*What to work on*: How many lines of the records hold the string "locomotive"? Reply with the number alone.
# # # #
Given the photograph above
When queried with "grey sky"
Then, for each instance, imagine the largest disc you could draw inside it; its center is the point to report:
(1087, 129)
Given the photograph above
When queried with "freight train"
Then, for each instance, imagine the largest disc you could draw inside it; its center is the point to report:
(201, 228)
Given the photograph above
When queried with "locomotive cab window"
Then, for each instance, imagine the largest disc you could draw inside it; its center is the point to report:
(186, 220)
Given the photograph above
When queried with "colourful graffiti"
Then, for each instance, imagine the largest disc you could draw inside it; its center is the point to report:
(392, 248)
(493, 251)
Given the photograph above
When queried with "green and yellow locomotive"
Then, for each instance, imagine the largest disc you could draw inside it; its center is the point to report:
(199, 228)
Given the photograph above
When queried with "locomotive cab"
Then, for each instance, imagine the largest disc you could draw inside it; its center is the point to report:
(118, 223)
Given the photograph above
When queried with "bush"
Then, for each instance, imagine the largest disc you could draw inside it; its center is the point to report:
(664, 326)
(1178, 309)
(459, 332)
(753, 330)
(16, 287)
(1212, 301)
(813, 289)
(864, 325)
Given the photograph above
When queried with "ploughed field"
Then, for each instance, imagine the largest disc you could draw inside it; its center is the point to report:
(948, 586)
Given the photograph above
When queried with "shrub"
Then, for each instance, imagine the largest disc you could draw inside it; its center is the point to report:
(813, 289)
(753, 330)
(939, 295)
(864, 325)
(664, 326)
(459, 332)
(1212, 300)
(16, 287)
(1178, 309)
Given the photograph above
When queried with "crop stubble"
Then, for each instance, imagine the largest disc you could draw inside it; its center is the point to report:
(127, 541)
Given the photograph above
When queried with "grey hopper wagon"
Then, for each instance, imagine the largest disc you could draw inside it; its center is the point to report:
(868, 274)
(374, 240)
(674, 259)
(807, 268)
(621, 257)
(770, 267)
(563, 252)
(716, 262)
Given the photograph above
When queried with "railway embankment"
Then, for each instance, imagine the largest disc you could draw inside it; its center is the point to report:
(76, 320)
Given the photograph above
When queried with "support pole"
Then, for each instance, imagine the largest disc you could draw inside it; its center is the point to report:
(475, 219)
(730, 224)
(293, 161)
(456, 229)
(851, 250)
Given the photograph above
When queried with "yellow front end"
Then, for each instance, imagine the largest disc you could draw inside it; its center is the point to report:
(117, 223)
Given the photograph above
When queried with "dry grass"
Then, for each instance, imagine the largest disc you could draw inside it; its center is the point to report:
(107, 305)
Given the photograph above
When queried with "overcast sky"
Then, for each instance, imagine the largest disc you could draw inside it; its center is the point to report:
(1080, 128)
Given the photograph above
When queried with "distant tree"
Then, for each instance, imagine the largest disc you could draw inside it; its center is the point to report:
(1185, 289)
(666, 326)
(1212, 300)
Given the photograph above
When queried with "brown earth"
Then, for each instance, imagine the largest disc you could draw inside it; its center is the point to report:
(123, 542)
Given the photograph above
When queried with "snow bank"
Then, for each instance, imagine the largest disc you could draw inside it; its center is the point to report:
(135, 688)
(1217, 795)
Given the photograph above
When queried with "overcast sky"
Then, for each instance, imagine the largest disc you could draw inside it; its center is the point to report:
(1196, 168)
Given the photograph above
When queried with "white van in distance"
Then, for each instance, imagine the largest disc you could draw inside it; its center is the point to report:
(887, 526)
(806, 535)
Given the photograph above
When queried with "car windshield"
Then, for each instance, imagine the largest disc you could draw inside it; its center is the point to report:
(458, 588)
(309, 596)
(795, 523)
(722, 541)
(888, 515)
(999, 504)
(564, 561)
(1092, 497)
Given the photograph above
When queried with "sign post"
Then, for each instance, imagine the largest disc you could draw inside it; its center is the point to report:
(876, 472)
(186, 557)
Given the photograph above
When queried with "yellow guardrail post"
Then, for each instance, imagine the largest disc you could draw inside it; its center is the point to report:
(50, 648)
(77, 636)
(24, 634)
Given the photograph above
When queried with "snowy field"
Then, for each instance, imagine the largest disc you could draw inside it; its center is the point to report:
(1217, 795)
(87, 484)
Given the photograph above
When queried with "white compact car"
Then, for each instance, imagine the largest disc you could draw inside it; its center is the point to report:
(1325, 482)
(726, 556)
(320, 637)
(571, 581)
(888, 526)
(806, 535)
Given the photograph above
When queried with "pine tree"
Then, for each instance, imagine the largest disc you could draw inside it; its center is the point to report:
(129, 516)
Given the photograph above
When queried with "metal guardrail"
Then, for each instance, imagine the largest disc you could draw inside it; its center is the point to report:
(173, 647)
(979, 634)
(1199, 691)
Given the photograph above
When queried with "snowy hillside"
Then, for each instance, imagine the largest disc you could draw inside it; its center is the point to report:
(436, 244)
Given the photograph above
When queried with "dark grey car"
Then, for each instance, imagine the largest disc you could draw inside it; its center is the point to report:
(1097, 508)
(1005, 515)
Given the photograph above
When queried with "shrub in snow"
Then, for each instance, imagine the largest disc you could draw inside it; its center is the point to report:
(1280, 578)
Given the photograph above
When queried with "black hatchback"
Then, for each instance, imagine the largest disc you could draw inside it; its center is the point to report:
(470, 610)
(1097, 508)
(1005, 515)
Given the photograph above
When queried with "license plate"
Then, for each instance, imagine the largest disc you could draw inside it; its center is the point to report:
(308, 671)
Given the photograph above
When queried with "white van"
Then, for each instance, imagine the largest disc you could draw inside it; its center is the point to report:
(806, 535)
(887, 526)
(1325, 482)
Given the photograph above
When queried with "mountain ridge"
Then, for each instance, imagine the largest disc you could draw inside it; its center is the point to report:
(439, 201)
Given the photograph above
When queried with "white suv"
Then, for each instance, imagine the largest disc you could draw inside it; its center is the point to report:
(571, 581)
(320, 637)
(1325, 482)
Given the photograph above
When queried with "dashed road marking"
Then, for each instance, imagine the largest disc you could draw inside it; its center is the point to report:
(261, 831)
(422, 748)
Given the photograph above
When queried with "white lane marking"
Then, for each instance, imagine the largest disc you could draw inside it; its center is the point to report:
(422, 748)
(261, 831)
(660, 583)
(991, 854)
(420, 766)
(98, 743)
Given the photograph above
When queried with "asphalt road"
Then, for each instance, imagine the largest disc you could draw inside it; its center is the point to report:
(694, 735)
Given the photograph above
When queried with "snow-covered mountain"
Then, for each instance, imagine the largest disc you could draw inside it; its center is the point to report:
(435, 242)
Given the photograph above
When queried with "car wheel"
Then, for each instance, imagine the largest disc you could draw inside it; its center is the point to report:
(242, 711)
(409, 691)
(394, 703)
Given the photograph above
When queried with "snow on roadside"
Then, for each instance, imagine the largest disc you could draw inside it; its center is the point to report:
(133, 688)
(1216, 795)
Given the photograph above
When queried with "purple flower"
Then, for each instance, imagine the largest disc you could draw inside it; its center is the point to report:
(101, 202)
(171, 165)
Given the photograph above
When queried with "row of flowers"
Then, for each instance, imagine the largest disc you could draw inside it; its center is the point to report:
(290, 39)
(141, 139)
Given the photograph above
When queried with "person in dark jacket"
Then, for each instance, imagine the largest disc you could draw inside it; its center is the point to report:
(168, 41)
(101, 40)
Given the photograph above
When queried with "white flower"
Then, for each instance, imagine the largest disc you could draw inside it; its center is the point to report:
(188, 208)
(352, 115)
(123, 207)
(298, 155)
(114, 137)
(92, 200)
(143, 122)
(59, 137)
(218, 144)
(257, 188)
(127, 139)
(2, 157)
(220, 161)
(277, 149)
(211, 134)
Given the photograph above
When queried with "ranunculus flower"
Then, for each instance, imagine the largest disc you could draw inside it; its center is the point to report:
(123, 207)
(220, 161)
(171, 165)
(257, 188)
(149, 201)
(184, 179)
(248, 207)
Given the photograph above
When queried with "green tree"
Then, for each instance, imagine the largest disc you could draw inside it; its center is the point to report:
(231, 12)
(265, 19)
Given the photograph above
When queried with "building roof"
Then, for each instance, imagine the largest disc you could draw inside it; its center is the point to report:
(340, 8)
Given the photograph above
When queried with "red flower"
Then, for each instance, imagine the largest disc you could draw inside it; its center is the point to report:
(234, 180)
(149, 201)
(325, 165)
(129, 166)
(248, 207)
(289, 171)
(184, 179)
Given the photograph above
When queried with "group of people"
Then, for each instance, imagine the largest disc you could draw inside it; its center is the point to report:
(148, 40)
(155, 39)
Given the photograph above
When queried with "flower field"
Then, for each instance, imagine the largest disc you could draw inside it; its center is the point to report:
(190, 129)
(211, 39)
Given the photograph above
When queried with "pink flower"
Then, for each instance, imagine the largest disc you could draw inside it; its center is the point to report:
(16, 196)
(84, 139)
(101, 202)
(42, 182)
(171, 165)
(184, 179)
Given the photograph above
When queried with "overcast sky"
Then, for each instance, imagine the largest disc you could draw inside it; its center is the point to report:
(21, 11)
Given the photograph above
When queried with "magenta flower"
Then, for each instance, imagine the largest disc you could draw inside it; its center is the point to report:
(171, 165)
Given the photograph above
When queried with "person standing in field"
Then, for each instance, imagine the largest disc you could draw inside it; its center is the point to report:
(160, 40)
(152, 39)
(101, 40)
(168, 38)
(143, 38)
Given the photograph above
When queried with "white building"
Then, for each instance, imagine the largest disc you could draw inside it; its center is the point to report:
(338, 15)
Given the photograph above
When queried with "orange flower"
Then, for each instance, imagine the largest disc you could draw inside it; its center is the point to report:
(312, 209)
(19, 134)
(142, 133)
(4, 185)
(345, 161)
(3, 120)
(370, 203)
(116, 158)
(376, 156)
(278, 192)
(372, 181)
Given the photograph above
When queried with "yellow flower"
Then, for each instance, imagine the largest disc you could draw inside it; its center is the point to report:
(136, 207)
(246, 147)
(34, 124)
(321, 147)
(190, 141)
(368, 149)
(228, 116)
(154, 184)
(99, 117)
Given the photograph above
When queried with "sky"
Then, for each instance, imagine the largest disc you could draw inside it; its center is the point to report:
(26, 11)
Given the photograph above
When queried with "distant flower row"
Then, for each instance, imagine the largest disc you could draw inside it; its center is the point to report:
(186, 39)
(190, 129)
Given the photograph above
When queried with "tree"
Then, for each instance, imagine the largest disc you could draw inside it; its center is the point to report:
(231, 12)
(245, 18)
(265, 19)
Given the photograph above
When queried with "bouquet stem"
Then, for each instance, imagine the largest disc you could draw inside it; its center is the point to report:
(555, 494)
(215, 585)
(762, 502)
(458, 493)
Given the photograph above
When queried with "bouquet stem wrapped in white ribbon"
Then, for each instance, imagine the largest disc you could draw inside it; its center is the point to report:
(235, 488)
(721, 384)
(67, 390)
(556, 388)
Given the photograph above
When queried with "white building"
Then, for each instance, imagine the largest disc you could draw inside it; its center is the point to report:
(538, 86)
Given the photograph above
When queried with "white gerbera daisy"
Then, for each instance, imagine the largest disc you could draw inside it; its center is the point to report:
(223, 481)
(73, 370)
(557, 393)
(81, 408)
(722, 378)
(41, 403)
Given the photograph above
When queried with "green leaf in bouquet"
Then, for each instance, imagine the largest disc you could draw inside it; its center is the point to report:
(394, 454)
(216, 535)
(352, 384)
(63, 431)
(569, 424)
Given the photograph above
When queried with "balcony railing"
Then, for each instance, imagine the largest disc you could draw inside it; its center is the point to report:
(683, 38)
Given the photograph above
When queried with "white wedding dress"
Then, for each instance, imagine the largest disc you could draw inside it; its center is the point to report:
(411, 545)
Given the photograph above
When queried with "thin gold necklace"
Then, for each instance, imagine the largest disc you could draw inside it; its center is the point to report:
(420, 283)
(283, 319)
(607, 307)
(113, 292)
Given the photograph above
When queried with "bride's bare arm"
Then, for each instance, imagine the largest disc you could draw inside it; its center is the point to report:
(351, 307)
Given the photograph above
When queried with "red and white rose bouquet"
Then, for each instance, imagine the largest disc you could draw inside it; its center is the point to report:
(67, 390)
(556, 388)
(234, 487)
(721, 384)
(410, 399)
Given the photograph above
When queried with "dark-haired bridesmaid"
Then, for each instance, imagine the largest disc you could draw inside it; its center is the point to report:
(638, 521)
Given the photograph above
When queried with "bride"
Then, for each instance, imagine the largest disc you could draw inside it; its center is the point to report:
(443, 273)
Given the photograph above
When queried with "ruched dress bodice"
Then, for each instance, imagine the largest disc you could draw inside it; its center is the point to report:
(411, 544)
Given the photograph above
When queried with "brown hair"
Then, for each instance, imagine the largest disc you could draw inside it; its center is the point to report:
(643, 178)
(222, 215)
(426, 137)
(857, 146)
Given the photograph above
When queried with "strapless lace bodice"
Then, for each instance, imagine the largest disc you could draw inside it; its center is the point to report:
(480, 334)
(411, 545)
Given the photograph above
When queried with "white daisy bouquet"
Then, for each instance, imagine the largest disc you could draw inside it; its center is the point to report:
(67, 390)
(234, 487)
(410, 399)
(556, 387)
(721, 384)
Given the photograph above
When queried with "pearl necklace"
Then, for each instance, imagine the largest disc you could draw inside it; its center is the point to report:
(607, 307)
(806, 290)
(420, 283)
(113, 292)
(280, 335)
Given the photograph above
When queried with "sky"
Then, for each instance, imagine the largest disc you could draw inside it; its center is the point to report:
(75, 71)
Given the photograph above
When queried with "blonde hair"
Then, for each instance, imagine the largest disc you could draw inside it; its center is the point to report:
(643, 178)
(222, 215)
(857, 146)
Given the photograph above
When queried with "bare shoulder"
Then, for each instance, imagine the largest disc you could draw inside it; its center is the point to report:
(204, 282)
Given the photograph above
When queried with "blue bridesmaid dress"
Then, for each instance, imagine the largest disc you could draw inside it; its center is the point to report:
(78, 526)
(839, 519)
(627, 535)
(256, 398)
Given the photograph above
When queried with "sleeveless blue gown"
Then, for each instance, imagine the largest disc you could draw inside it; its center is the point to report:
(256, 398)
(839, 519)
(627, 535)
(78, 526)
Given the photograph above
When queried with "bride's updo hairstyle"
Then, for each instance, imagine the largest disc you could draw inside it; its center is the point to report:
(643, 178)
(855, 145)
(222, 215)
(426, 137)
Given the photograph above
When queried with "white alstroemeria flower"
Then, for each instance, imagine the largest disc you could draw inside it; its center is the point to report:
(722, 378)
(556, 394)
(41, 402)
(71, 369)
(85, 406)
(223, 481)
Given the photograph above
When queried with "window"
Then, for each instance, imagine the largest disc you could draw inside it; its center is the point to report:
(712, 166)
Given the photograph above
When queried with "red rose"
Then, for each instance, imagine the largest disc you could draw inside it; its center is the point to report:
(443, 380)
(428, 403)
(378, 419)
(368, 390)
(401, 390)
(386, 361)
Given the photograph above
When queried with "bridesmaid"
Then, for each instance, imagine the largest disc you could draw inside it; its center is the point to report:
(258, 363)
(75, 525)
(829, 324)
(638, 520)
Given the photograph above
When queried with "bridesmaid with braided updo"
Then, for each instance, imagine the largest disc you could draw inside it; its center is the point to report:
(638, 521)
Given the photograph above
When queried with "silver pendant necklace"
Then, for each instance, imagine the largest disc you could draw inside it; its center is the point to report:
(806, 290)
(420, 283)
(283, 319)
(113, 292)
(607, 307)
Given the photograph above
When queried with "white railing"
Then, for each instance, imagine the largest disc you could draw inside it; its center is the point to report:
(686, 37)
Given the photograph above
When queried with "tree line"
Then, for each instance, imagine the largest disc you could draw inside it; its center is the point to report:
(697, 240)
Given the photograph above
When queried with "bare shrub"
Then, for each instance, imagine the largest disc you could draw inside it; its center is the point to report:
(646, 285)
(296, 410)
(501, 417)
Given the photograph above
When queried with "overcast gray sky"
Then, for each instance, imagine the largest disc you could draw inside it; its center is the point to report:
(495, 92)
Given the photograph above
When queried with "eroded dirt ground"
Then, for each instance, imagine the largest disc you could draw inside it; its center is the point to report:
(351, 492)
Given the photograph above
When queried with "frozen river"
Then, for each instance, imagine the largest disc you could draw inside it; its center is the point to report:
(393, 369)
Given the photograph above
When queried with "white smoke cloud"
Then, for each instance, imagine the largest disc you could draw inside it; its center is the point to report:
# # # #
*Response to the exercise*: 3